本文 =
━━━━
14歳から大人まで 生きることの根っこをかんがえる『ふだんの哲学』シリーズ 〈第5章|人生〉第5話
〈じっと考えてみよう〉
ある小国の貧しい貴族の家に3人の娘(甲娘・乙娘・丙娘)がいた。3人とも10代のおしゃれ盛りで、着る服について好みが強かった。が、家は裕福ではなかったので娘たちに買ってやるドレスは少なかった。
甲娘はいつもこう漏らす―――「なぜ私には3着しかドレスがないの。しかも格好の悪いものばかり。いまどきこんな古い型なんて恥ずかしい。ああ、今晩の舞踏会になにを着ていけっていうの。このなかから選べと言われても選べないわ」。
それに対し、乙娘はというと、裁縫道具や布切れを部屋に広げ、手持ちのドレスに自分で手を加えている。―――「この部分はこう作り変えてしまえばいいかな。あ、そうだ、この素材を縫い付ければ今風になるわね。あと、ドレスを上下に分けてしまえば、いろいろと組み合わせもできるし、手元に3着しかなくても、5着、10着にも見た目を増やせるわ」。
一方、丙娘は、町でドレス作りを商売にしている職人やデザイナーを何人も広間に集めていた。丙娘は彼らを前に熱く語り始めた―――「ドレス作りを我が町の産業として有名にしていきましょう。来月行われる舞踏会には、国じゅうから貴族たちが集まります。王女も来るでしょう。そこであなたたちの腕前を見せつけるのです。最高のドレスを何着も作ってください。私がモデルになって宣伝しましょう」。
□3人の娘のうち、選択できるドレスの種類がもっとも限られているのはだれでしょう? 逆に、もっとも豊富なのはだれでしょう?
━━━━
[枠付きデータ抜粋]

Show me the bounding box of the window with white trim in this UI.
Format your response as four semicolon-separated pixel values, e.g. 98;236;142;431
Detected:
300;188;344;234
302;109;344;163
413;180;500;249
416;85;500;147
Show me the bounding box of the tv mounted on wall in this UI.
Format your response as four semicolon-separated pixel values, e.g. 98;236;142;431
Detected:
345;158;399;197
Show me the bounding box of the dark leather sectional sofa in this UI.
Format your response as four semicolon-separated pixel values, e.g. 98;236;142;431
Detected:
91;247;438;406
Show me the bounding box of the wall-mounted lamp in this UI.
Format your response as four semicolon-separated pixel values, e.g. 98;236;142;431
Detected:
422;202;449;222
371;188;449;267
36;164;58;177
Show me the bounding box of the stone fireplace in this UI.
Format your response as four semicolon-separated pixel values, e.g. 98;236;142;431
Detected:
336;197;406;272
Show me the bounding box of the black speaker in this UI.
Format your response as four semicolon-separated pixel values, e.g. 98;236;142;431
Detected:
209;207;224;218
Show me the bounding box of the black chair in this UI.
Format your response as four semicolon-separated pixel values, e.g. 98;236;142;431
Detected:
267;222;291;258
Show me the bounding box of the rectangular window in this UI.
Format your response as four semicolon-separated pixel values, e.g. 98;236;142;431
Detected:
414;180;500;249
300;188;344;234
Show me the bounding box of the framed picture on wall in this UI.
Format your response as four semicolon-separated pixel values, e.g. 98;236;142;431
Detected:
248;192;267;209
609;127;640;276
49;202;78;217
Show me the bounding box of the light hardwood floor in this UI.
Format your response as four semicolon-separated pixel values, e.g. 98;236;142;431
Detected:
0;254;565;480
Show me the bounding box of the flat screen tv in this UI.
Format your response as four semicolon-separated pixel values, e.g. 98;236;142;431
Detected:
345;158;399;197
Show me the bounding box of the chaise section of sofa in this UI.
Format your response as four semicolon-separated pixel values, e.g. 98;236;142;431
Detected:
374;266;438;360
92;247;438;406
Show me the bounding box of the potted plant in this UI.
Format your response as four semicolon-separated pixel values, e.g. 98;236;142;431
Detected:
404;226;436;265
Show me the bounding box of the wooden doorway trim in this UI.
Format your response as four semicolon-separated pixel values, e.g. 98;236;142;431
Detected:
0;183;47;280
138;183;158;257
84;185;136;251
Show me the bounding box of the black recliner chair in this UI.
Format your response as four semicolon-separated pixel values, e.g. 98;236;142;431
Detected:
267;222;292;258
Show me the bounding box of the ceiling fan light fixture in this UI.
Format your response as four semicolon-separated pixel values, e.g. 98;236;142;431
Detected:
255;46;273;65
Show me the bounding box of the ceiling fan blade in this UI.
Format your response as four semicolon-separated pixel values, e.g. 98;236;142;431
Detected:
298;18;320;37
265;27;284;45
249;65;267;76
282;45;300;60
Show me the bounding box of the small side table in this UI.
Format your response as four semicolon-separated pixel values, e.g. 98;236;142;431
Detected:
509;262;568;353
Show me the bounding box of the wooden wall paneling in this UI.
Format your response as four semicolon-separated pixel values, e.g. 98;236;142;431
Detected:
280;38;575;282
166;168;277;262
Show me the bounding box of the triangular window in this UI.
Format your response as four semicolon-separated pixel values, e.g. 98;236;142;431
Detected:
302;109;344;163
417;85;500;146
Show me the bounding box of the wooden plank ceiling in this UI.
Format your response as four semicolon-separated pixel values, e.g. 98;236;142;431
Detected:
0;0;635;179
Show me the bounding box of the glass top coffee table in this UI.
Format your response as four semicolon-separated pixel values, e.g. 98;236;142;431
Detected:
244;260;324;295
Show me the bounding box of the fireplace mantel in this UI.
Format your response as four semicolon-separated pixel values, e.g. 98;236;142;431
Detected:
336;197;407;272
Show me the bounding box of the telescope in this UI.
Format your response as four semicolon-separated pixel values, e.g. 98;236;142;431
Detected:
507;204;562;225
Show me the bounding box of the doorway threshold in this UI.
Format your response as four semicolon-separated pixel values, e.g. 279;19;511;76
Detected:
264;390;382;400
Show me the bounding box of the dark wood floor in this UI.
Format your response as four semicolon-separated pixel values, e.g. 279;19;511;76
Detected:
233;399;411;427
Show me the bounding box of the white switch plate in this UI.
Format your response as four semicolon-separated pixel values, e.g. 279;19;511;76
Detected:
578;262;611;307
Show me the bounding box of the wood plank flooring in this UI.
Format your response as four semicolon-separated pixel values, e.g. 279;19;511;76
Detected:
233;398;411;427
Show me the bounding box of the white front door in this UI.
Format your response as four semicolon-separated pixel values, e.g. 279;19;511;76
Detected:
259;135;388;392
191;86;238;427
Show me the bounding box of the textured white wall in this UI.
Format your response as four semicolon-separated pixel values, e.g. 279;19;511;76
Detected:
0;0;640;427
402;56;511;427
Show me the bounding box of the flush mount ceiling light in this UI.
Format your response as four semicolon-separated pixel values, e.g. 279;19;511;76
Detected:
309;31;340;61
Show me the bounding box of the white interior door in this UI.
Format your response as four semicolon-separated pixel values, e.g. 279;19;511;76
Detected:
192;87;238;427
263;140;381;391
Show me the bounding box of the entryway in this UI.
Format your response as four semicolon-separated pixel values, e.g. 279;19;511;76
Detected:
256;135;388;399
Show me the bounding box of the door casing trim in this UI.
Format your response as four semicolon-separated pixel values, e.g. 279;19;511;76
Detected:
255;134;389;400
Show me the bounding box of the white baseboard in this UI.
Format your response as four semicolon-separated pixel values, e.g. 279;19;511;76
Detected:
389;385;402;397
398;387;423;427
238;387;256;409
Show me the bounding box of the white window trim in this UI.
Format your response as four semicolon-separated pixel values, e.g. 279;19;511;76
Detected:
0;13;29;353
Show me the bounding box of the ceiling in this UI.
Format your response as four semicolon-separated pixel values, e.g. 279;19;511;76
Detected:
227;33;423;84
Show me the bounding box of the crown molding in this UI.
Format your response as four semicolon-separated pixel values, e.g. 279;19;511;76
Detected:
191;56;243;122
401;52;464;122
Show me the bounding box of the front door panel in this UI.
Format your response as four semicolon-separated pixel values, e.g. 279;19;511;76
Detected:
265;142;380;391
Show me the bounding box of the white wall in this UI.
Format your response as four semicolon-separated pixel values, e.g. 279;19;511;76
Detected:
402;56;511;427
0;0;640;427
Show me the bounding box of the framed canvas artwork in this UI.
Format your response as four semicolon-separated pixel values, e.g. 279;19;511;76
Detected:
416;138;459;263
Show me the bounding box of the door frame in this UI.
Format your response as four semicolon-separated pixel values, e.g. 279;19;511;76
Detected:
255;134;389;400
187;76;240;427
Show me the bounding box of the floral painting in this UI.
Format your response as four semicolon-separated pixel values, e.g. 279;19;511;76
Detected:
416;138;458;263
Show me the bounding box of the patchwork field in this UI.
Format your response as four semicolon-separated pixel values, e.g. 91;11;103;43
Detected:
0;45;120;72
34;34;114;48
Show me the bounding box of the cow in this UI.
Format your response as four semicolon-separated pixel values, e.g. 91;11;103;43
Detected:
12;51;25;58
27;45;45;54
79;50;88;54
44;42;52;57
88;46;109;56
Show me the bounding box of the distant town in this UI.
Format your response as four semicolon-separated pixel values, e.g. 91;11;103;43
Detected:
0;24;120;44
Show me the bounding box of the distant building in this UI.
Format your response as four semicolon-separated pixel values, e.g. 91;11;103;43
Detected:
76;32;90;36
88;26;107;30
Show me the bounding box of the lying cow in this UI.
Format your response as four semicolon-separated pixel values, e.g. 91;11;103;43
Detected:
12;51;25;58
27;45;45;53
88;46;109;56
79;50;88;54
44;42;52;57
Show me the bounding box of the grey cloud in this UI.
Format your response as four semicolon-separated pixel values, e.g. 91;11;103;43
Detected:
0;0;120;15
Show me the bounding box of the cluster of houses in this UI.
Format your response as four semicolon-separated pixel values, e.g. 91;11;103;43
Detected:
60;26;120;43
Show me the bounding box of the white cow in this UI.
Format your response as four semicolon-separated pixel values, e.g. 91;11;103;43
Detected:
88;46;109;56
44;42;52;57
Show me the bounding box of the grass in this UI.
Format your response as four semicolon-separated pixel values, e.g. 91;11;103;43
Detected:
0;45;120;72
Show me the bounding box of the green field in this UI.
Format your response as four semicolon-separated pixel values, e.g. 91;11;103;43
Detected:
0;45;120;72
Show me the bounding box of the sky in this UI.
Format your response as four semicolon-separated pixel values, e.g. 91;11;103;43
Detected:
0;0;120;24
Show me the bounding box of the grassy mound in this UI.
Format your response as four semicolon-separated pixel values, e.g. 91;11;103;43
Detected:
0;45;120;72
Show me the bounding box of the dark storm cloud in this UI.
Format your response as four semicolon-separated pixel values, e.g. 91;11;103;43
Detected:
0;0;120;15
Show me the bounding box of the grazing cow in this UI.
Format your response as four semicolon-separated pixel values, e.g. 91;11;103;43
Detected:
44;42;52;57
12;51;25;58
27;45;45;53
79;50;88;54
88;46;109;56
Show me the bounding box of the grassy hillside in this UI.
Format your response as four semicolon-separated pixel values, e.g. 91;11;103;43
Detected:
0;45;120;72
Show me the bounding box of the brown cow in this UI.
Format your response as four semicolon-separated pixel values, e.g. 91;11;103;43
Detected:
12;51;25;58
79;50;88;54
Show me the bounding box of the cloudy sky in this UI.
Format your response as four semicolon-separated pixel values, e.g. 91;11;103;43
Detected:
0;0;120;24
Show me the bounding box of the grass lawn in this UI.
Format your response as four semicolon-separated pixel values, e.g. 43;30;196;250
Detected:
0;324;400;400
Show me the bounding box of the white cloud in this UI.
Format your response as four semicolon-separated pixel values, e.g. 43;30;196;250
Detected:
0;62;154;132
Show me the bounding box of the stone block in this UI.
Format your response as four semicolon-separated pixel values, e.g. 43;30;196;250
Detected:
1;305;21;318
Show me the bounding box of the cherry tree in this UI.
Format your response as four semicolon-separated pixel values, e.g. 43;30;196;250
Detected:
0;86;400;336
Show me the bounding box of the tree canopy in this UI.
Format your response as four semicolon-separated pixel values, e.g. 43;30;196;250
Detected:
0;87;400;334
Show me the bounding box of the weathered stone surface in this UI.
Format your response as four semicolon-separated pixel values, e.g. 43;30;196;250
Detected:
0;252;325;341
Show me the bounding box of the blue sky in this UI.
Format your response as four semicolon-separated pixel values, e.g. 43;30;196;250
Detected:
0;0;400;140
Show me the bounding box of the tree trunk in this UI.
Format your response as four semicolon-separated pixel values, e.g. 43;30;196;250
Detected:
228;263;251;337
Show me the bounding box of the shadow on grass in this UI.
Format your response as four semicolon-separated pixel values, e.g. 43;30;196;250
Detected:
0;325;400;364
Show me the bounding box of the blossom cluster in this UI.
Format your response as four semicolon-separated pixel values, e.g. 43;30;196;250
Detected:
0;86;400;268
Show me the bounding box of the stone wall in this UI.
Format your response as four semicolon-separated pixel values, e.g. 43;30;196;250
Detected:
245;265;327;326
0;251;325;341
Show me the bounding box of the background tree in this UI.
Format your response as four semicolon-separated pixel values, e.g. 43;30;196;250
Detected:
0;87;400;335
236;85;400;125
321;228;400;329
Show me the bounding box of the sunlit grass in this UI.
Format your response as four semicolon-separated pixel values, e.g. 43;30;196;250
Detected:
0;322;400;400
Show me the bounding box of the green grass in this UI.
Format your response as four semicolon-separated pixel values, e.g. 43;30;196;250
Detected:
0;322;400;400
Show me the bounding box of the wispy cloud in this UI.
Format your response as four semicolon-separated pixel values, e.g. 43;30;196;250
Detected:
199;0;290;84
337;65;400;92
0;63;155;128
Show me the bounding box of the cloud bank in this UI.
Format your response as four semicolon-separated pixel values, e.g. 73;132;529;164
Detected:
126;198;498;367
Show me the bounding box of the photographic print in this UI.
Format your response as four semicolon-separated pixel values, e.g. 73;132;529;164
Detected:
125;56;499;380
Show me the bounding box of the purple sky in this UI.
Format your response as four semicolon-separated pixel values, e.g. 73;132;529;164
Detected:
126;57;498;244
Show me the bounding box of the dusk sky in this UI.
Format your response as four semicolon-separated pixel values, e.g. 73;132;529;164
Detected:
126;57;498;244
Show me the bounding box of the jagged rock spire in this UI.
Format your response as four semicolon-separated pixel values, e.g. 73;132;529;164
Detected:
━━━━
取り組む課題 =
A – 三人の娘の文章について、次の(i)〜(iii)が合っているかを「はい」か「いいえ」で判定し、根拠となる箇所をそのまま引用する。(i) 甲娘の持っているドレスは3着である。(ii) 町の職人を広間に集めたのは乙娘である。(iii) 丙娘は自分がモデルになると言っている。
B – 三人の娘の文章で、娘たちを指す呼び名をすべて挙げてください。
C – 三人の娘の文章を、最後の文の後から書き継ぐ。
これらの行はここでは使わない。

解いた問題 =
A –
(i) はい:「なぜ私には3着しかドレスがないの」
(ii) いいえ:「丙娘は、町でドレス作りを商売にしている職人やデザイナーを何人も広間に集めていた」
(iii) はい:「私がモデルになって宣伝しましょう」

B – 甲娘、乙娘、丙娘

C –
□3人の娘の間でそういった選択肢の多さに差が出たのはなぜでしょう? 各人の心の姿勢に着目して考えてみましょう。
わたしたちは日々、なにかを選択しながら生きています。A、B、C、D……、目の前にはいくつかの選択肢があって、どれかを選んでいく。たとえば、レストランに行けば、メニューにはたくさんの料理がのっていて、そこから食べたいものを選びます。家電店に行けば、テレビが何種類も並んでいて、価格や機能、予算に応じて選んで買います。高校や大学もそうです。自分の学力や家庭の経済力に合わせて、学校を選んでいきます。選べるものがたくさんあって迷うときもあれば、選べるものが少ない、あるいはまったくなくて困るときもあります。さて、そんな選択肢をめぐることについて、3人の娘の例で考えていきましょう。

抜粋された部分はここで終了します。